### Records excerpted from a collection

────────────────

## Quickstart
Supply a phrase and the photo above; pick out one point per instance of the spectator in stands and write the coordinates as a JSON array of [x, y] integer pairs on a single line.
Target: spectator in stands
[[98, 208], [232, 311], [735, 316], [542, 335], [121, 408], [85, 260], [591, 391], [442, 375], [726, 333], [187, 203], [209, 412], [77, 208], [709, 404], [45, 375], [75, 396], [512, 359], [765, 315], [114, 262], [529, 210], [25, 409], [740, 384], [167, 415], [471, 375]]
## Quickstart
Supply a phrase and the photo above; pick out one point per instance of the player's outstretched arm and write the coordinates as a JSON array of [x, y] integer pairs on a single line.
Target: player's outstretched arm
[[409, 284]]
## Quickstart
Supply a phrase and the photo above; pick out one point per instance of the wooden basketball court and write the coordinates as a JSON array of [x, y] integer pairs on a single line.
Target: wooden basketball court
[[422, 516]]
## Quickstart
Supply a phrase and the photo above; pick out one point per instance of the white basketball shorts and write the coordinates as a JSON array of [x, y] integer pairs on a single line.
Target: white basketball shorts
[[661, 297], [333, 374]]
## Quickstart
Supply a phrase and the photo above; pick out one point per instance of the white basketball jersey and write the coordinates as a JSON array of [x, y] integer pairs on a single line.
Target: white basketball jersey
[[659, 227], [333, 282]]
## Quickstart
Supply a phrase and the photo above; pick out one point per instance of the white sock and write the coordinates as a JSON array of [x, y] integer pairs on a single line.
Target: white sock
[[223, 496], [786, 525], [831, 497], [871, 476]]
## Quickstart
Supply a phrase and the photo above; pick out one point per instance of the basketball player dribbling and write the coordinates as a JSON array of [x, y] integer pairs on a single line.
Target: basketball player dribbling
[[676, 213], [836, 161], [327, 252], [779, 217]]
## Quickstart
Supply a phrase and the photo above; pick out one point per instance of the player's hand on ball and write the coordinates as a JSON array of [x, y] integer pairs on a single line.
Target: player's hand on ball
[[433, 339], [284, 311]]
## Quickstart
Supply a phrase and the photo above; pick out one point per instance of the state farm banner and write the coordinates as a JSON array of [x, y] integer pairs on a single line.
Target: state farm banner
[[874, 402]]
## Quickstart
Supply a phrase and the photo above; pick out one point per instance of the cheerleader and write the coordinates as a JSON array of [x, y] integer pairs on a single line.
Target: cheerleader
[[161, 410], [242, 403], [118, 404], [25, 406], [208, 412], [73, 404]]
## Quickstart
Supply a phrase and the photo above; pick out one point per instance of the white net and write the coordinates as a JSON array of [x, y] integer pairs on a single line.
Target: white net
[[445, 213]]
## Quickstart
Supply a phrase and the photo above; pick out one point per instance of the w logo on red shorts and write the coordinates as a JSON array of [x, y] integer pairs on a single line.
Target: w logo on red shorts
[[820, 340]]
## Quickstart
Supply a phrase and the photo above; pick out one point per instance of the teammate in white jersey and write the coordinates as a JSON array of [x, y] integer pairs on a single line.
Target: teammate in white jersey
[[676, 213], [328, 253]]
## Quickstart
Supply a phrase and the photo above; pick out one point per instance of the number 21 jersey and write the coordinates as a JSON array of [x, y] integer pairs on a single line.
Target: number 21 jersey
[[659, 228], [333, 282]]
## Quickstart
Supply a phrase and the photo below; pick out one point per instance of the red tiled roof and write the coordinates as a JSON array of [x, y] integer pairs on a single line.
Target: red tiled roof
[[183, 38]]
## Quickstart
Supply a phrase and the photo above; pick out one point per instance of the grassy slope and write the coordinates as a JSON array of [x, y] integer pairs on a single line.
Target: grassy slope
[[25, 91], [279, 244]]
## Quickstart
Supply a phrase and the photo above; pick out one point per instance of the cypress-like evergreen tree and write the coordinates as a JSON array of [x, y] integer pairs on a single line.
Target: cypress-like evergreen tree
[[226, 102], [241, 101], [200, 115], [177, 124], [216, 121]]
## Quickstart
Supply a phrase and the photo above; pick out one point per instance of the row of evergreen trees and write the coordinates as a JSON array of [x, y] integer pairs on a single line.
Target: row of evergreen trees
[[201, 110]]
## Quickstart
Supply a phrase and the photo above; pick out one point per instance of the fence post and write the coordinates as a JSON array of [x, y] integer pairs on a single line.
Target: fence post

────────────────

### EXERCISE AIM
Find the word "post" in the entries above. Copy every line that has it.

### ANSWER
Supply a phrase and the photo above; pick out one point per instance of the fence post and write the coordinates as a JSON array of [x, y] integer pairs on a single line.
Target: fence post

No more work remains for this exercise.